TASK DESCRIPTION :: Copy out the records below word for word, leaving the pictures out.

(Saved data entries)
[start]

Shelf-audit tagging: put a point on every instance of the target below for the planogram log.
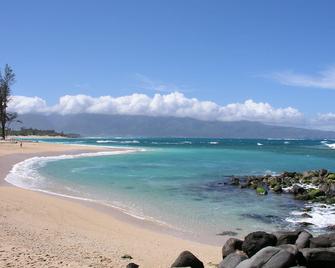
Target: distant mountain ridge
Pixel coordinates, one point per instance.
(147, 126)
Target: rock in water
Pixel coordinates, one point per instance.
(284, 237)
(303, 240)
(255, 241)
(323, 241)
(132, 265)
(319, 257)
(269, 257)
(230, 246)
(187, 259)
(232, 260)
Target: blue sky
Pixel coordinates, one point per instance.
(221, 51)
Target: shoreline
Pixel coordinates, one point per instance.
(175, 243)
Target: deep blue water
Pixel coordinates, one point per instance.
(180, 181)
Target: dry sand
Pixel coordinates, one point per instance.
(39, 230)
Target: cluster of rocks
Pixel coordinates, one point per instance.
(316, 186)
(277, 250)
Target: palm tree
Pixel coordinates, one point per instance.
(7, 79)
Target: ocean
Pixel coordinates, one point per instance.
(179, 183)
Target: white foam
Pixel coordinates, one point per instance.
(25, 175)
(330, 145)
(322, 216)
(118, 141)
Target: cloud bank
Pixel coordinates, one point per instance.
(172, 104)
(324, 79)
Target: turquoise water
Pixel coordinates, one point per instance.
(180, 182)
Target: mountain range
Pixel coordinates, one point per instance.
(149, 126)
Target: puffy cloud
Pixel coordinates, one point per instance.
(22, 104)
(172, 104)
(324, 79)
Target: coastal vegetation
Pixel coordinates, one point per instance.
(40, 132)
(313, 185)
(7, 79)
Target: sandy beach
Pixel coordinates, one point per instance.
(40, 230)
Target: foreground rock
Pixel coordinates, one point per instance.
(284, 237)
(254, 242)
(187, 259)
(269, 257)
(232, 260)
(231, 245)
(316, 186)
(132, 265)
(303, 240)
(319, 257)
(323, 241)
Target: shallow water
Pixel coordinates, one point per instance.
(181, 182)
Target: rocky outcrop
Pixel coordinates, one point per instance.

[end]

SOLVED PROBLEM ::
Shelf-audit tagging: put a point on every instance of the target below for the planogram log.
Target: distant mountain ridge
Pixel coordinates, one point per instance.
(147, 126)
Target: rock in water
Pixel coordinates, one point per instance.
(284, 237)
(303, 240)
(255, 241)
(323, 241)
(132, 265)
(319, 257)
(269, 257)
(230, 246)
(187, 259)
(232, 260)
Target: blue sky
Pixel coordinates, one point per instance.
(221, 51)
Target: shoreline
Pixel coordinates, one point per instance.
(175, 243)
Target: deep blue water
Pixel coordinates, one point per instance.
(180, 181)
Target: dry sand
Pixel coordinates, one point per instance.
(39, 230)
Target: cluster of rocks
Pixel coordinates, one point per instance.
(316, 186)
(277, 250)
Target: palm tree
Pixel coordinates, one point per instance.
(7, 79)
Target: ocean
Pixel coordinates, one point per instance.
(179, 183)
Target: white foam
Pixel coordinates, one point per instance.
(25, 175)
(330, 145)
(322, 216)
(118, 141)
Target: cloud bank
Pixel coordinates, one point per instance.
(172, 104)
(324, 79)
Target: turquoise water
Pixel coordinates, one point per instance.
(180, 182)
Target: mountain range
Pixel coordinates, one point per instance.
(149, 126)
Target: puffy cloud
Pixel coordinates, one point per instance.
(22, 104)
(172, 104)
(324, 79)
Target: coastal vegetation
Pixel coordinates, one point per instance.
(40, 132)
(313, 185)
(7, 79)
Target: sandy beach
Pixel coordinates, one point per instance.
(40, 230)
Target: foreground rock
Pixel coordinates, one point per instance.
(284, 237)
(254, 242)
(187, 259)
(269, 257)
(232, 260)
(231, 245)
(316, 186)
(132, 265)
(303, 240)
(319, 257)
(323, 241)
Target: shallow water
Pixel coordinates, one point per instance.
(181, 182)
Target: rocky outcrop
Pixel coordinates, one point per instance.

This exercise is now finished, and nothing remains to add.